Start of DATA FOR PROCESSING

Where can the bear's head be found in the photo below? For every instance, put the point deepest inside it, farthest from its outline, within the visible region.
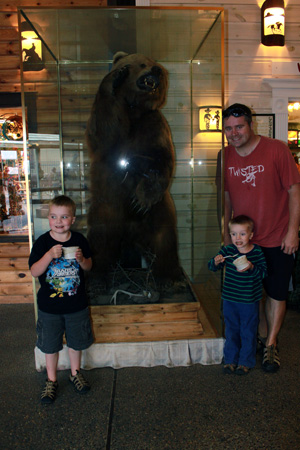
(139, 80)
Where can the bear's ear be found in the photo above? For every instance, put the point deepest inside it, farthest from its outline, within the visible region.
(118, 56)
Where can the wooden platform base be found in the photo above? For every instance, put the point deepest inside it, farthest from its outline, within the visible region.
(154, 322)
(15, 276)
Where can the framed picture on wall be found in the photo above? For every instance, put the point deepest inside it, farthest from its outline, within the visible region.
(264, 124)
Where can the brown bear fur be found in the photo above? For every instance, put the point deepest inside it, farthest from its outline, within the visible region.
(131, 206)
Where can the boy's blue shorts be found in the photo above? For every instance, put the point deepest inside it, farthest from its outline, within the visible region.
(52, 327)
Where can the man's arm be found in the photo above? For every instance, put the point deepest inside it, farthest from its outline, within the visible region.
(227, 217)
(290, 242)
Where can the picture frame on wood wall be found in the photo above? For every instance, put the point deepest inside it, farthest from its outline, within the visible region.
(264, 124)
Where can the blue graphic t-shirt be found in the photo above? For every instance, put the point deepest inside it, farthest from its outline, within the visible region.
(62, 287)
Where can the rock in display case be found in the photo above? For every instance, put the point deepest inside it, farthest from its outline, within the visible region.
(72, 52)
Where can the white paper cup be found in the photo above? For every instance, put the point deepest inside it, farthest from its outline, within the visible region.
(241, 262)
(69, 252)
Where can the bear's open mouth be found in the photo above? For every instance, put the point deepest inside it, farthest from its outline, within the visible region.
(148, 82)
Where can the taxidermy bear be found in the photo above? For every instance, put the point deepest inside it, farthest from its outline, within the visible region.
(132, 163)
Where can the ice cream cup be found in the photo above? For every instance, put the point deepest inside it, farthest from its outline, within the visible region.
(241, 263)
(69, 252)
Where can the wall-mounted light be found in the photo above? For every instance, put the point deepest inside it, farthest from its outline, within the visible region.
(272, 23)
(31, 48)
(210, 119)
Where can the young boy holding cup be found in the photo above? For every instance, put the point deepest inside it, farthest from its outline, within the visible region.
(242, 290)
(62, 301)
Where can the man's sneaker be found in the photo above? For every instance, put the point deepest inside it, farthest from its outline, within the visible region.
(271, 361)
(49, 392)
(79, 382)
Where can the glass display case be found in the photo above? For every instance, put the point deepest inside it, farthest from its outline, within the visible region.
(59, 85)
(13, 210)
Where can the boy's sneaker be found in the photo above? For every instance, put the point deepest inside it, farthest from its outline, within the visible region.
(49, 392)
(242, 370)
(229, 368)
(79, 382)
(271, 361)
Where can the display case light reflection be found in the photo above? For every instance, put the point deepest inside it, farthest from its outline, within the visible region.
(123, 163)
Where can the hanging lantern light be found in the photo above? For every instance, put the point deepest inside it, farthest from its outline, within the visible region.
(210, 119)
(272, 23)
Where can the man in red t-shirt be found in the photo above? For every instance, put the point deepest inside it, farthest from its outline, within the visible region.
(262, 181)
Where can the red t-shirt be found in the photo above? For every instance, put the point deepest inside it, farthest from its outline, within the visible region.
(258, 186)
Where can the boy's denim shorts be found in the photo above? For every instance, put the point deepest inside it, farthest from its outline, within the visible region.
(52, 327)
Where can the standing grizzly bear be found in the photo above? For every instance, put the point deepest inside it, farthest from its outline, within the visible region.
(132, 163)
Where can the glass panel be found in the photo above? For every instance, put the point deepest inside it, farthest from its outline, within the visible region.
(78, 46)
(13, 210)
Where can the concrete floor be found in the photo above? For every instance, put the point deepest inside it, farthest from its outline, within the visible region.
(193, 408)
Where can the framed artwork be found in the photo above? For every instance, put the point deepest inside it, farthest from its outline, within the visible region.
(11, 124)
(264, 124)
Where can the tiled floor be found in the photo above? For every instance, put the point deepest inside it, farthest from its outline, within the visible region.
(193, 408)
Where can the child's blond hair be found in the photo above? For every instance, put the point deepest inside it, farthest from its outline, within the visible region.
(242, 220)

End of DATA FOR PROCESSING

■ OBJECTIVE: Reproduce every line of the records above word for word, leaving out the pictures.

■ TASK RESPONSE:
Where can the bear's head be found in the photo below? For every instance, put the point deepest inside it, farthest from its outline, within the visible region.
(139, 80)
Where can the bear's ear be found in the photo above? For every instance, put the point deepest inside it, farthest from its outline, within the visible region.
(118, 56)
Where can the wooden platform base be found in the photo above? For every instance, put the point deepest inside it, farthest from its outline, within the visible region.
(154, 322)
(15, 276)
Where can the framed picture on wall be found in the photo above? For every instance, put the point deepest inside it, farthest from its outline, within the visible region.
(264, 124)
Where can the brown bear fur be found in the photo above? For every instance, put the point deepest inside it, farthest from its outline, within the visible region.
(131, 206)
Where can the boy's blue shorts be found in the photo above? For every instance, put the point deepest inside it, farthest from its outline, within the visible region.
(52, 327)
Where can the man's arm be found in the photo above? For every instance, put the point deepest inside it, farthest from its outline, within the visible region.
(227, 217)
(290, 242)
Where can the picture frame on wood wall be found in the photo above? For every instance, put the point deepest inside it, farthest from its outline, within the visible region.
(264, 124)
Where can the blue graphic t-shirt be found in the photo above? For every instance, put the point deepest inside it, farthest from its outline, within the visible region.
(62, 287)
Where can the rock in display case be found in the photo above? For every instance, put the point deepest inside it, farthest from its outline, within the visible region.
(72, 52)
Where can the white paper cup be found in the photo above? For every instance, put the point deepest inside it, farthest from its outline, within the visible region.
(241, 262)
(69, 252)
Where can the bear's open mouth be found in the photo above? For every instance, put the point deepest inside it, farthest from its outline, within the visible region.
(148, 82)
Where can the taxidermy bear be found in the photo above? For every instance, put the point deepest inside it, farthest from its outline, within the visible region.
(132, 163)
Where can the ice cream cup be found in the photo above? For every instance, put the point deepest inside it, farthest from its outline, within the visible region.
(241, 263)
(69, 252)
Where can the wall-mounted light be found in the photo above? For every instance, put the point deepest inside it, farthest from its outline, within the visible region.
(272, 23)
(31, 48)
(210, 119)
Where can the young boy holding cup be found in the photo above? For every instance, put the point deepest inside it, farthest from its outline, within the visible region.
(242, 290)
(62, 301)
Where can the man's sneaker be found in the photo above? For every instance, put the point deepest inside it, farthest from its outline, within the visible region.
(271, 361)
(49, 392)
(79, 382)
Where can the glass display case be found in the photo above? For every instance, put the point deepest inside it, farthest from its outline, within the visible region.
(59, 85)
(13, 210)
Where can the boy's sneaker be found in the photo above? For every instance, put the point deepest inside it, farthest from its outline, within the visible region.
(49, 392)
(242, 370)
(229, 368)
(79, 382)
(271, 361)
Where can the display case light reflection be found in the photo above? For every instance, put the point deepest inside it, farthest from its outline, within the visible region.
(123, 163)
Where can the hanging lantern light be found in the photo above? For every instance, put the point deepest inside it, farthest from its outline, within the visible region.
(210, 119)
(272, 23)
Where can the man in red t-shirt be found in the photo above? For every instance, put the point deepest inside it, farthest from its outline, within the visible region.
(262, 181)
Where can the red t-shirt be found in the photo above? For every instance, put the point deepest inside it, farthest from its outline, within the visible region.
(258, 186)
Where can the boy's denim shorts be found in the photo above? For every instance, put the point deepest inside it, farthest from its outline, within the visible region.
(52, 327)
Where can the standing grizzly bear be found in the photo above? For every instance, put the point deepest inside it, farthest from its outline, within the visible region.
(132, 163)
Where can the glass panel be found in the photo above? For every instance, put the point deepest inside it, farthest from its outline, within the visible region.
(78, 46)
(13, 210)
Where can the concrete floor be found in the photo above? For every instance, put the point deepest inside it, farthest from its outline, within the visible region.
(193, 408)
Where can the framed artwork be found in the photo above? For every instance, put the point deepest inside it, farthest from its outline, within the visible region.
(11, 124)
(264, 124)
Where can the tiled floor be found in the photo above? For every instance, put the point deepest inside it, farthest from its outline, within the visible region.
(193, 408)
Where can the child's blond hair be found in the photo above? For every instance, put the point deepest inside it, farthest from its outline, within the visible region.
(242, 220)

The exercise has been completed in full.